## SOURCE EXCERPT
## start
Sunday Morning News and Views, Part II

Nature photographers are flocking to Yosemite National Park hoping to catch a glimpse of a rare phenomenon that happens only in mid-February. That's when the setting sun hits an ephemeral waterfall on El
Capitan at just the right angle, making it appear as if lava is flowing over the top. It lasts for only about two minutes while the earth and sun are optimally aligned.  The spectacle that transforms Horsetail fall is reminiscent of the old firefall of embers that occurred nightly off Glacier Point until 1968. But this natural fire fall had gone largely unnoticed until 1973. Internet chats have spread the word and hundreds of photographers hoping for clear skies will converge until February 24, when the sun's angle changes and it disappears for another year.

Jim Preacher couldn't wait nine more days to become mayor of the tiny town of Norway. So he had a friend climb into Town Hall through an unlocked window and let him in so he could change the locks and take over the town's checkbook. He's even pulled over a state trooper who wrote him a speeding ticket.  The 66-year-old mayor half-heatedly apologizes for bringing bad publicity to the town 50 miles south of Columbia.  But he also leaves no doubt he has big plans to try to save Norway, which hasn't written a budget in years, has lost so much revenue it disbanded its police department and currently uses Preacher to read meters, run its water system and do the rest of the towns business.

President Barack Obama has told Muhammad Ali through a video message that he shocked and inspired the world, and continues to do so today. Obama's message was one of dozens celebrating the icon, delivered to 2,000 people attending a swanky dinner gala last nigh here in Las Vegas to celebrate Ali's 70th birthday and raise funds for brain research. Ali turned 70 last month.

An adviser to President Barack Obama's re-election campaign says GOP presidential candidate Rick Santorum went "well over the line" when he questioned Obama's Christian values. Robert Gibbs tells ABC's "This Week" that it's time "to get rid of this mindset in our politics that, if we disagree, we have to question character and faith." Gibbs says the country would be better served if presidential candidates focused instead on the economic challenges faced by the middle class. Santorum said on Saturday that Obama's agenda is tied to "some phony theology" not based on the Bible. Gibbs' forceful rebuke suggests Obama's campaign is taking Santorum more seriously these days as a potential general election challenger.

Newt Gingrich says he and other GOP presidential candidates must win their home-turf contests or face serious questions about continuing in the race. Gingrich tells "Fox News Sunday" that if Mitt Romney loses in Michigan, which is next to vote on Feb. 28, "I don't see what he says the next morning to his donors to stay in the race."   But Gingrich also acknowledges that he must win in Georgia, which votes on March 6 - and the same is true for Rick Santorum and the Pennsylvania primary in April. He says lose and risk becoming "a very, very damaged candidate." Gingrich stopped short of saying he would drop out if he lost Georgia "given the chaos of this race."
## end
## TASK GOAL
Write out the part of the news roundup starting at "President Barack Obama has" and ending at "70 last month.". The data that comes next has no connection to the news roundup.

## AVAILABLE DATA
## start
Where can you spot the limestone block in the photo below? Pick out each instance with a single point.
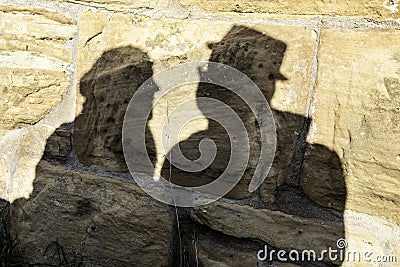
## end
## ANSWER TO THE PROBLEM
President Barack Obama has told Muhammad Ali through a video message that he shocked and inspired the world, and continues to do so today. Obama's message was one of dozens celebrating the icon, delivered to 2,000 people attending a swanky dinner gala last nigh here in Las Vegas to celebrate Ali's 70th birthday and raise funds for brain research. Ali turned 70 last month.